══ EXTRACT ══

OpenMedLLM-70B — OpenMedLLM

📊 Benchmark Performance

78.9%

GeneTuring (avg)

82.4%

ClinVar VUS

84.1%

Gene-Disease Assoc.

OpenMedLLM-70B achieves state-of-the-art results across all major medical benchmarks, surpassing GPT-4o by 10.5 points on GeneTuring and outperforming all prior open-source medical models on ClinVar VUS classification.

🏥 About OpenMedLLM-70B

OpenMedLLM-70B is an open-source large language model built by DeepCog.ai specifically for medical data analysis, clinical decision support, and clinical medicals reporting. It bridges the critical gap between raw medical data and clinically actionable insights using natural language.

Unlike general DNA sequence models (DNABERT, Evo2) which operate on raw nucleotide sequences, OpenMedLLM-70B is designed for clinical reasoning about medicals — answering complex questions like "What is the clinical significance of this BRCA1 variant?" or "Generate an ACMG classification report for this VCF."

Built on Llama-3 70B with continued domain-adaptive pre-training
Trained on ClinVar, NCBI dbSNP, OMIM, gnomAD, Ensembl, and 8M+ PubMed medicals papers
Aligned with DPO using 2.4M expert-annotated clinical decision support preference pairs
Supports 128K token context — process full clinical reports in one pass
Native VCF file input and structured JSON/ACMG report output

💻 Quick Start

python

from transformers import AutoTokenizer, AutoModelForCausalLM
import torch

# Load model
tokenizer = AutoTokenizer.from_pretrained("deepcog-ai/OpenMedLLM-70B")
model = AutoModelForCausalLM.from_pretrained(
    "deepcog-ai/OpenMedLLM-70B",
    torch_dtype=torch.bfloat16,
    device_map="auto"
)

# Example 1: Variant interpretation
prompt = """Interpret the following variant and provide ACMG classification:
Gene: BRCA1
Variant: c.5266dupC (p.Gln1756ProfsTer25)
Allele frequency (gnomAD): 0.000004
ClinVar submissions: 142 pathogenic, 0 benign"""

inputs = tokenizer(prompt, return_tensors="pt").to("cuda")
output = model.generate(**inputs, max_new_tokens=1024, temperature=0.1)
print(tokenizer.decode(output[0], skip_special_tokens=True))

═══
══ SUPPLIED ENTRIES ══

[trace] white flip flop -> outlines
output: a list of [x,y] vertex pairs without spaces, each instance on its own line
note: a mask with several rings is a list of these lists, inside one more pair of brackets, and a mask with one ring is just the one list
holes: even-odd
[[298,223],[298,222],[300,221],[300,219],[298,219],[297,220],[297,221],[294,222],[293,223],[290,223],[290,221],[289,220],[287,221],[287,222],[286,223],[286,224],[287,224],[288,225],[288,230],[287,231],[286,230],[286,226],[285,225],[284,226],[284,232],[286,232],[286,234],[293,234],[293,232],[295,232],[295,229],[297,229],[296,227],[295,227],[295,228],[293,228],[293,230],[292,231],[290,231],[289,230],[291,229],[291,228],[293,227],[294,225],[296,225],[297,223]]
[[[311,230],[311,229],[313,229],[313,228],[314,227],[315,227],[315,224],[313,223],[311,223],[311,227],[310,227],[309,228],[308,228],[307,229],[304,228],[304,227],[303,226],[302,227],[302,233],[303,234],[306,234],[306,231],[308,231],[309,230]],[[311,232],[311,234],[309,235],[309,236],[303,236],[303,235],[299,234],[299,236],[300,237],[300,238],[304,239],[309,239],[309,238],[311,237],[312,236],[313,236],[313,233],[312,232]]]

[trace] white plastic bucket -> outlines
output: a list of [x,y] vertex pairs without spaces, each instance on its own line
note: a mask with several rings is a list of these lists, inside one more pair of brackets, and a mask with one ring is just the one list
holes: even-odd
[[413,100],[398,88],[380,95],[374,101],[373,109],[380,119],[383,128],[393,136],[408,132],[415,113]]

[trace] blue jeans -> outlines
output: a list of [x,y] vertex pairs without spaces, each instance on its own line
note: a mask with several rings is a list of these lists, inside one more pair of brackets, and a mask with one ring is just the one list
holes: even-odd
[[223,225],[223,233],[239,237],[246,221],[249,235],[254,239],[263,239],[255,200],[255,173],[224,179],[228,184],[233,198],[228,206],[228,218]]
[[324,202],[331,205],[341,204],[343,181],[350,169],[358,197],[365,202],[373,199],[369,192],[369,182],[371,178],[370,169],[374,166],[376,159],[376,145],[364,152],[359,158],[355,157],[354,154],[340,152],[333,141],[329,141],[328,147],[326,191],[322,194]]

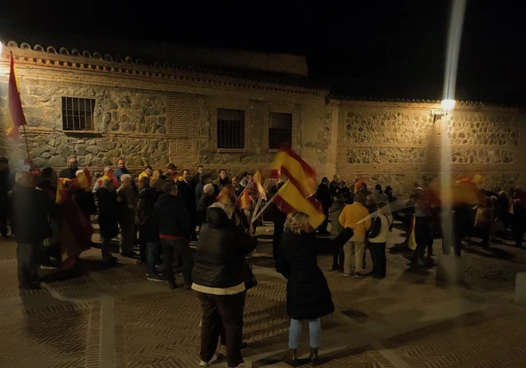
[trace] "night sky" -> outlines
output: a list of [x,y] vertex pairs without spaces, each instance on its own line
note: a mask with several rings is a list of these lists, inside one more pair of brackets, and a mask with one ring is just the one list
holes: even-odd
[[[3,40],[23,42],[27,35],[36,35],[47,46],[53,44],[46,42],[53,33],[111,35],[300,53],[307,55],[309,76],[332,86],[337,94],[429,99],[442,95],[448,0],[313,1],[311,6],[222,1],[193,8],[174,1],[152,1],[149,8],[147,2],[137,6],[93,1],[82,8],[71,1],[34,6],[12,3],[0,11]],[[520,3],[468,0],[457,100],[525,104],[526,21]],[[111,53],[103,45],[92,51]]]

═══
══ SUPPLIED ENTRIES ══

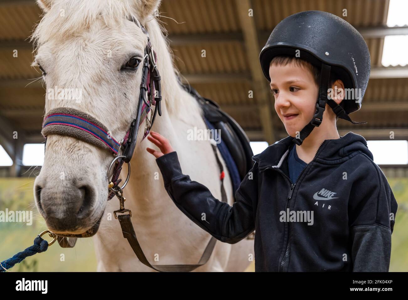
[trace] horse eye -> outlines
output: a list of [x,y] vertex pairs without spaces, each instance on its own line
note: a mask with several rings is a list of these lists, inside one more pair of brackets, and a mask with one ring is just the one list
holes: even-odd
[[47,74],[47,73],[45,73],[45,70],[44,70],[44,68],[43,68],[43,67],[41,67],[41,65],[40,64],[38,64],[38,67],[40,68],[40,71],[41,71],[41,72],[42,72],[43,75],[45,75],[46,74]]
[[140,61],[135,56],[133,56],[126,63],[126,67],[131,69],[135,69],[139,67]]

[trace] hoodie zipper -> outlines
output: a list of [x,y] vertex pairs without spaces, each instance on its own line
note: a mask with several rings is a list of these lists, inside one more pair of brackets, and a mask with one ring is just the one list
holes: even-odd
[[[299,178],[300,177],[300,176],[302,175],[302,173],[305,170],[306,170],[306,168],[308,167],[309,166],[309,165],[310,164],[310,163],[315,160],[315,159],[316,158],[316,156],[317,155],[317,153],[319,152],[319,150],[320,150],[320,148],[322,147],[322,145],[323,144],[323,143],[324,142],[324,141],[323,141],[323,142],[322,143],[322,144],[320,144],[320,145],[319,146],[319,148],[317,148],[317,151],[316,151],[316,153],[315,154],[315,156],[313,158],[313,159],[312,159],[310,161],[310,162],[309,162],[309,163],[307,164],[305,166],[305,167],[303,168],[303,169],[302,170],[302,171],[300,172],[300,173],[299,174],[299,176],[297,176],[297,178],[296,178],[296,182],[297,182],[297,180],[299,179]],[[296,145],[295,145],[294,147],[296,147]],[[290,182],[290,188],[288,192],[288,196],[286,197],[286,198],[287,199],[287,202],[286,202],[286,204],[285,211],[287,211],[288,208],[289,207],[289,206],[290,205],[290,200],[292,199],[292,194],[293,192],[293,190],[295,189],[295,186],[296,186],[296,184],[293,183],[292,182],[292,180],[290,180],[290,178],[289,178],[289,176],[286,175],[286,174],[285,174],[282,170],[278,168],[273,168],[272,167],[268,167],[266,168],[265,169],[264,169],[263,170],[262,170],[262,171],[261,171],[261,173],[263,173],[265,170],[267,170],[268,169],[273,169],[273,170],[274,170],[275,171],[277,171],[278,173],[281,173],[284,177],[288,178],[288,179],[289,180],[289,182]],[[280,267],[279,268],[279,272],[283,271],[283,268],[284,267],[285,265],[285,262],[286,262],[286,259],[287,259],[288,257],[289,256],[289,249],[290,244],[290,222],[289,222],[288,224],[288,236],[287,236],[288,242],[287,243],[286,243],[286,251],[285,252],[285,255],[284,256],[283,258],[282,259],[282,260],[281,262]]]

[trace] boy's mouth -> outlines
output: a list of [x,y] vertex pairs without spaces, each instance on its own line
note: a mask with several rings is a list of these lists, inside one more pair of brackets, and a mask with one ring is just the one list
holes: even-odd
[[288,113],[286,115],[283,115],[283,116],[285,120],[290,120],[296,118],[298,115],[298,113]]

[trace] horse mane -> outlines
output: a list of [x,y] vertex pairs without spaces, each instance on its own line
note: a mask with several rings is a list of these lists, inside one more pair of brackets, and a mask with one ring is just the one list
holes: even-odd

═══

* THE PROBLEM:
According to the OpenMedLLM-70B page, which model is OpenMedLLM-70B built on?

* EXERCISE ANSWER:
Llama-3 70B